Passage for review.
────────────────────────────────────────

Effect of doxorubicin in vitro. (A) The toxicity of doxorubicin was evaluated in A549 cells using the CellTiter-Glo assay at 48 h after treatment with the drug. (B) Titers of an Ebola virus that expresses GFP (EBOV) after infection at a multiplicity of 2 of A549 cells in the presence of DMSO or doxorubicin (10 μM) (Doxo). The cells were pretreated with doxorubicin prior to infection for 1 h, and doxorubicin was added back to the medium after the infection. The error bars indicate the standard deviations from three independent replicates. **, P value < 0.01 (Student’s two-tailed t test). Data represent means ± standard deviations from two independent experiments (each performed in triplicate). (C and D) qRT-PCR for endogenous IFN-β (C) and ISG54 (D) mRNA levels normalized to β-actin mRNA at indicated postinfection time points. The error bars indicate the standard deviations from three independent replicates. ***, P value < 0.001; ****, P value < 0.0001 (Student’s two-tailed t test). hpi, hours postinfection.

FIG 7

Doxorubicin bypasses multiple RNA virus IFN antagonists. IFN-β promoter (A) or ISG54 promoter (B) firefly luciferase reporter gene assays were performed. The empty vector (vector) or expression plasmids for the indicated viral IFN antagonists were transfected. The next day, cells were mock treated, treated with doxorubicin, or infected with SeV. Eighteen hours later, luciferase activity was determined. Fold induction was determined by setting the mock-treated (medium + DMSO) empty-vector controls to 1. Error bars indicate standard deviations from three independent replicates. Experiments similar to those described for panels A and B were performed to detect IFN-β promoter (C) or ISG54 promoter (D) reporter gene activity but with ATM kinase inhibitor pretreatment. An experiment similar to that described for panel C was performed using either the control-FF cells (E) or the cGAS-wt-STING-FF stable IFN-β reporter cells described in the legend to Fig. 5B (F). Data represent means ± standard deviations and are representative of three independent experiments. Error bars indicate standard deviations from three independent replicates. **, P value < 0.01; ***, P value < 0.001; ****, P value < 0.0001 (one-way analysis of variance followed by Tukey’s test). See also Fig. S4 in the supplemental material.

────────────────────────────────────────

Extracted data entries
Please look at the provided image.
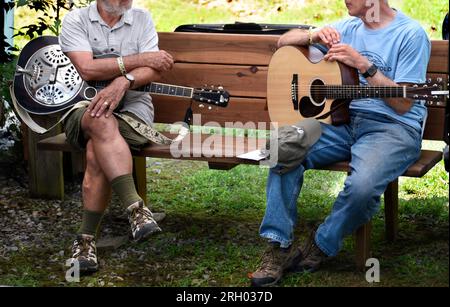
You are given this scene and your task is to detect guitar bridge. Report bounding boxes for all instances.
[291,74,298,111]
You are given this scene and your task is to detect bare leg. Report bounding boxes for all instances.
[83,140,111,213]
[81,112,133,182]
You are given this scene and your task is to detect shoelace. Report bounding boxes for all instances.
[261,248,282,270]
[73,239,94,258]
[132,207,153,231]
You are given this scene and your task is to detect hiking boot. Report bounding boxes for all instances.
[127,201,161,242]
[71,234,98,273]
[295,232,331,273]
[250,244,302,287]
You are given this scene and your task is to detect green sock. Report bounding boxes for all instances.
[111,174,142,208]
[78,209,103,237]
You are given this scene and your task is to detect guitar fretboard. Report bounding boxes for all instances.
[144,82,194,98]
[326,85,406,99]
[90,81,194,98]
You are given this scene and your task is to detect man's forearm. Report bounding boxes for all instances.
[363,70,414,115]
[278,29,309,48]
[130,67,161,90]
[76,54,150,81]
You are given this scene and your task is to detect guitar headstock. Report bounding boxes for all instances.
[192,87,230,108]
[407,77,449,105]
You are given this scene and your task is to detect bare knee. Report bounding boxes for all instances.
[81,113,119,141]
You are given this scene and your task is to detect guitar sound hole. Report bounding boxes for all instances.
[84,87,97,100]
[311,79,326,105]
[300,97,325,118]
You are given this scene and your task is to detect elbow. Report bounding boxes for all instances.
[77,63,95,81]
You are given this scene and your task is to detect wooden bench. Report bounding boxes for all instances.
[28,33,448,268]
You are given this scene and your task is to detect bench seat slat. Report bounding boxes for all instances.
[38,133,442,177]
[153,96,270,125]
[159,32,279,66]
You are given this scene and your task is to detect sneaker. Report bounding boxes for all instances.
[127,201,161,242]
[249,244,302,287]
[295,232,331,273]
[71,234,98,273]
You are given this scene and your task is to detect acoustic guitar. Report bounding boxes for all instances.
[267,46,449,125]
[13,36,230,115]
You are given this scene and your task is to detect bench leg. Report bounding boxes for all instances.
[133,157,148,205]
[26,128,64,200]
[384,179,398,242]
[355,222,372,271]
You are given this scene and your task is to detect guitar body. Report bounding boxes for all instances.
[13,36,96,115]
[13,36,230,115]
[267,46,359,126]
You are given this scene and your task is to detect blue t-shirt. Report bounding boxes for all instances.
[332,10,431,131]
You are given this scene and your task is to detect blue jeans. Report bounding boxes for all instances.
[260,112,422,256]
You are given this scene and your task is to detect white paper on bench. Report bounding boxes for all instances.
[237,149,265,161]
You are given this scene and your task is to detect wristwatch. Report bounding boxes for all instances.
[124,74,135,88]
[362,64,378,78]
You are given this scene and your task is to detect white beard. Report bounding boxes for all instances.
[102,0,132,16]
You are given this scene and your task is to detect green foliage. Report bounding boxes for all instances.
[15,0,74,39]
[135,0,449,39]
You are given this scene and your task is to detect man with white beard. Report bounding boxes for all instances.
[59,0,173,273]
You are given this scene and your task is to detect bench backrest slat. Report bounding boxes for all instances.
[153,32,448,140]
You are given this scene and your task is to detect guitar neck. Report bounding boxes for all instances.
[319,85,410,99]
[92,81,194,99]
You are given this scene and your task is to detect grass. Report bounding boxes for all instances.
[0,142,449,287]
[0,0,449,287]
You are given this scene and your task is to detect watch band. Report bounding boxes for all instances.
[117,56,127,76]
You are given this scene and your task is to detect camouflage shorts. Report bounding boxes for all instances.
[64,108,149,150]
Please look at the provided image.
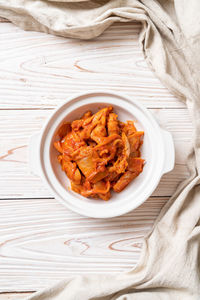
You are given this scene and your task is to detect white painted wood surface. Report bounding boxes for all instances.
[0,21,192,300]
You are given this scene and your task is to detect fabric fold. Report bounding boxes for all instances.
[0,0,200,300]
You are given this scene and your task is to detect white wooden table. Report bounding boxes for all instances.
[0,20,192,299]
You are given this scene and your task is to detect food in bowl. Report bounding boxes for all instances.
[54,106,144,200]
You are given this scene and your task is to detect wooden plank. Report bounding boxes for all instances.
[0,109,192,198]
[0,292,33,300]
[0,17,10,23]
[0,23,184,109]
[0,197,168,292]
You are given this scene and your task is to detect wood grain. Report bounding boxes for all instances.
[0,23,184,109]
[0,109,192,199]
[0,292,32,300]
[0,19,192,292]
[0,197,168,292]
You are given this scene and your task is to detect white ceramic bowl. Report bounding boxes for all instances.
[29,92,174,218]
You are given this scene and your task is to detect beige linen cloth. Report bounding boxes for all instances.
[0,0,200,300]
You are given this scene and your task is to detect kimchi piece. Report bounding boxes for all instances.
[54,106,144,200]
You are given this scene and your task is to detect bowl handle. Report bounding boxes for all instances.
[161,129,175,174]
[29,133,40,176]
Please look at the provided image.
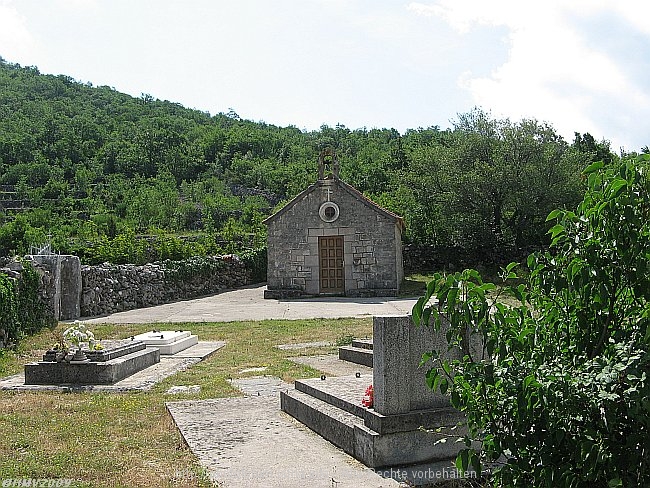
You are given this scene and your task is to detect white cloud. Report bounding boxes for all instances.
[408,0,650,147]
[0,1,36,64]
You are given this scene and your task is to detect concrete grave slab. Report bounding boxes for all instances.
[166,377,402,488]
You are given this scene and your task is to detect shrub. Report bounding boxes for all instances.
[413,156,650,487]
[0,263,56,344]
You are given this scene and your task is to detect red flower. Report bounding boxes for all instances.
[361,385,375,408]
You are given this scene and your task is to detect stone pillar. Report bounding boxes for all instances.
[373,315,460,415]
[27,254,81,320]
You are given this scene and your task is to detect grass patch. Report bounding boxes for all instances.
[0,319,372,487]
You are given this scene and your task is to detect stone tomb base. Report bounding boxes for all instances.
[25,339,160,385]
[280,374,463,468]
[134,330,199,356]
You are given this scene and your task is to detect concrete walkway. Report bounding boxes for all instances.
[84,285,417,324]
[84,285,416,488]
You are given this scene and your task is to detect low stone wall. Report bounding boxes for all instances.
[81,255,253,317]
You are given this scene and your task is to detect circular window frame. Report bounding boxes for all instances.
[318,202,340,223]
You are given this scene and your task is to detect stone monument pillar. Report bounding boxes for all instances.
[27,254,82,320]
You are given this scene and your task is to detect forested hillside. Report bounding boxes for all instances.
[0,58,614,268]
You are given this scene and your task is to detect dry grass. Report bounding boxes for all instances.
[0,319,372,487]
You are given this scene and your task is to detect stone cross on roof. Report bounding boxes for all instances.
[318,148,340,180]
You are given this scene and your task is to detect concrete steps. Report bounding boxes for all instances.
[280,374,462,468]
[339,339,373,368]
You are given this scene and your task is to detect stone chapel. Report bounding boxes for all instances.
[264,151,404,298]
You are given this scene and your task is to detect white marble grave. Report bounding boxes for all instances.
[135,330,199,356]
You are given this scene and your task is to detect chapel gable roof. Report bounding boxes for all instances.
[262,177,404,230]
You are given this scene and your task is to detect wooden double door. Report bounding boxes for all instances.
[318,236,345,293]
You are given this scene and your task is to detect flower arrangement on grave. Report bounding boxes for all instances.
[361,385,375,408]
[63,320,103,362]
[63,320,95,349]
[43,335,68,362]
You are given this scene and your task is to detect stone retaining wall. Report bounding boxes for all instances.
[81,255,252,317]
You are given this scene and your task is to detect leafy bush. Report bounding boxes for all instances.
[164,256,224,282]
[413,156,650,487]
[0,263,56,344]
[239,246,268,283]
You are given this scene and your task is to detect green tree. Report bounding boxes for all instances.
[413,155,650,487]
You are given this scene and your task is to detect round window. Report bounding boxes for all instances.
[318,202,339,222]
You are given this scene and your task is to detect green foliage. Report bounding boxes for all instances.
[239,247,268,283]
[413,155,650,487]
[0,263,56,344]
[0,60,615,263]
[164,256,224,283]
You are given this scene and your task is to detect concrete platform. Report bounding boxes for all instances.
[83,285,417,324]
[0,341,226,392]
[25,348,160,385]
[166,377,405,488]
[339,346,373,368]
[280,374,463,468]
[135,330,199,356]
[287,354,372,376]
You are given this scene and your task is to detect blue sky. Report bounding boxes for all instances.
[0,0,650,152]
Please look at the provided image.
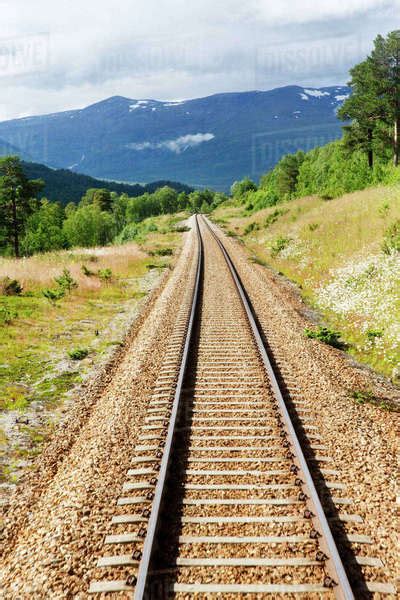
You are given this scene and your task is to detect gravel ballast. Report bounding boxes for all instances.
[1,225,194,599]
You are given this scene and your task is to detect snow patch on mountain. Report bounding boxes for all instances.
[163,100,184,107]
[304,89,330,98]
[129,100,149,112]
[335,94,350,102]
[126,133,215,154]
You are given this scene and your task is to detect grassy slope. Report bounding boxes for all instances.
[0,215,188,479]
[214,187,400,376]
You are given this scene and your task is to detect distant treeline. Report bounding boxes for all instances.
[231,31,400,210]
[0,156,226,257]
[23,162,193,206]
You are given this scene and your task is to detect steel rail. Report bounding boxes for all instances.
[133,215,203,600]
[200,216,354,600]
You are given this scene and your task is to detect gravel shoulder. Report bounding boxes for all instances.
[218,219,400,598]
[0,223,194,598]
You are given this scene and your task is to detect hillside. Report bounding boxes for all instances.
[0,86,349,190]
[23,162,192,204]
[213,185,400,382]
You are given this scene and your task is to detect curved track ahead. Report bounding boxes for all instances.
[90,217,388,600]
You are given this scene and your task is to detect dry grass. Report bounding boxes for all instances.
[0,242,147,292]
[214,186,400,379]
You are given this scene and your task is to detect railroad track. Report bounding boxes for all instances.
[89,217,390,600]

────────────────────────────────────────

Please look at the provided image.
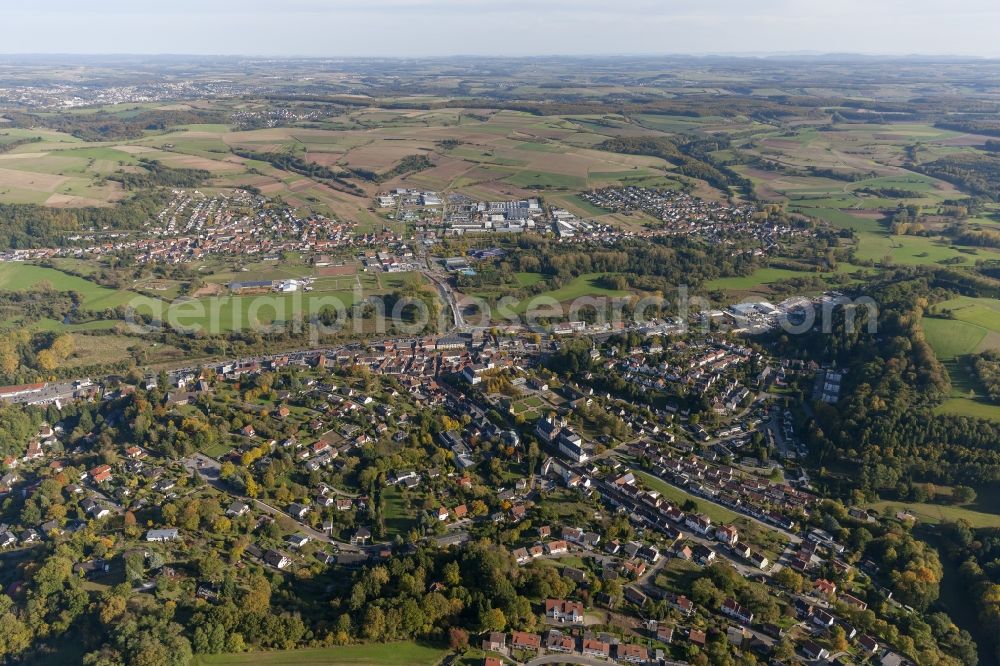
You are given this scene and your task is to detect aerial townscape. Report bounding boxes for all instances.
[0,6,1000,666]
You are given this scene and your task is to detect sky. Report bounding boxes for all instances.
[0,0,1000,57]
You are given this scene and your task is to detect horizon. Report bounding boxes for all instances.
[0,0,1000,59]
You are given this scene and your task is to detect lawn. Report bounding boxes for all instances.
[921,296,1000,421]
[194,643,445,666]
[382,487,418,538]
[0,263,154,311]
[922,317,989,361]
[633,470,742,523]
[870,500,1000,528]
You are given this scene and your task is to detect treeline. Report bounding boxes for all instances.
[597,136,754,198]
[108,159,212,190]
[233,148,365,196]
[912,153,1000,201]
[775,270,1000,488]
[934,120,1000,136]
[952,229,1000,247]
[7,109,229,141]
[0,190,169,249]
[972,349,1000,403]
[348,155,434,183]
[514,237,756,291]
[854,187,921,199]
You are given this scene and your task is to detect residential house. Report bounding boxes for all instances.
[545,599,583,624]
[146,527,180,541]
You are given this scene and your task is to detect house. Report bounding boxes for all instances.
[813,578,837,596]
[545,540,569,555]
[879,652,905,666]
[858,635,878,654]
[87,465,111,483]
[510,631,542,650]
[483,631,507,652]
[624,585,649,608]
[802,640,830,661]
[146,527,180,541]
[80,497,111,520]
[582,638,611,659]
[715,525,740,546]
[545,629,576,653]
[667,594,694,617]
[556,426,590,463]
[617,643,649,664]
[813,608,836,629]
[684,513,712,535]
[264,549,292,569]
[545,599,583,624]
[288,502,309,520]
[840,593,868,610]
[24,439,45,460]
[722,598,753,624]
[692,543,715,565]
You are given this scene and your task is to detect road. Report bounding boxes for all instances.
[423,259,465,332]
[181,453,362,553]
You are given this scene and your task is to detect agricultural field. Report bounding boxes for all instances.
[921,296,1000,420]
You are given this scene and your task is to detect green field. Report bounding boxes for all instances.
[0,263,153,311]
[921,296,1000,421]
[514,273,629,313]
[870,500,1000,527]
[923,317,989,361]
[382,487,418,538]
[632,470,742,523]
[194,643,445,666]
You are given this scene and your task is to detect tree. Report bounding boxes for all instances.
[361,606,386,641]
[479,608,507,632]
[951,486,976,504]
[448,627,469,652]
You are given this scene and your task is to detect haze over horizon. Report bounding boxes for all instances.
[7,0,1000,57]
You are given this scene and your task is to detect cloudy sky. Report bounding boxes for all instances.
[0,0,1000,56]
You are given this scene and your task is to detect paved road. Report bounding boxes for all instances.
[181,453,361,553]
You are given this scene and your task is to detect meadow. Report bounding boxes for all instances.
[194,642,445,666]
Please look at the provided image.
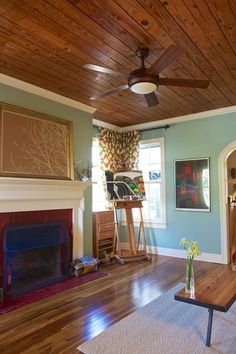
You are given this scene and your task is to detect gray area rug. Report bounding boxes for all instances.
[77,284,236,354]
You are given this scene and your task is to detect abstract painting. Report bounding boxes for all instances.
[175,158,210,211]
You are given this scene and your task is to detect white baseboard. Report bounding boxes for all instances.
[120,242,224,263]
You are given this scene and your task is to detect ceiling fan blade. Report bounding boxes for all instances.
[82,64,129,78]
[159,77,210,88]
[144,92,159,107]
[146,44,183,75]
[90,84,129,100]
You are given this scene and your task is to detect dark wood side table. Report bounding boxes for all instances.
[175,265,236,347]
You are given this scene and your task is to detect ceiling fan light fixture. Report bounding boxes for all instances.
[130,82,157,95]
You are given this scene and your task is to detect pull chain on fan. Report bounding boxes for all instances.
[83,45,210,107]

────────────────────────────────────────

Apply what you read.
**a)** Answer these questions using the figure legends on doxorubicin.
(i) Which assay was used to evaluate the toxicity of doxorubicin in A549 cells?
(ii) What concentration of doxorubicin was used when measuring Ebola virus titers in A549 cells?
(iii) In the luciferase reporter assays, how long after treatment or infection was luciferase activity determined?
**b)** Pick up the figure legends on doxorubicin after their last sentence and carry them on in the same style.

Answers to each task.
**a)**
(i) The CellTiter-Glo assay.
(ii) 10 μM.
(iii) Eighteen hours.

**b)**
FIG 8

Proposed model for activation of IFN by doxorubicin bypassing IFN antagonism by Ebola virus VP35 protein. Ebola virus VP35 antagonizes IFN responses triggered by RIG-I-like receptors (RLR), which include RIG-I and melanoma differentiation-associated protein 5 (MDA5). RLR detect cytoplasmic double-stranded RNAs (dsRNAs) or RNAs with 5′ triphosphate (5′ pppdsRNA), products of RNA virus replication. The activation of RLR is further facilitated by protein kinase R activator (PACT). Upon activation, RLR signal through the mitochondrial antiviral signaling protein (MAVS) to activate kinases IκB kinase ε (IKKε) and TBK1. These kinases phosphorylate IFN regulatory factor 3 (IRF-3) or IRF-7, which then accumulates in the nucleus and promotes expression of type I IFNs. Doxorubicin treatment results in IFN induction by two independent pathways: the DNA damage repair response pathway involving ATM and DNA sensor machinery cGAS-STING. The DNA damage leads to activation of ATM that triggers activation of an IRF-3 and/or NF-κB response, thus leading to IFN activation. Furthermore, damaged DNA can also be detected by a cytoplasmic DNA sensor, cGAS, which through the STING–TBK1–IRF-3 axis leads to activation of IFN responses. Interestingly, these DNA-mediated IFN activation pathways are not subverted by the presence of Ebola virus VP35 protein. Thus, these data suggest novel avenues for developing antiviral therapeutics.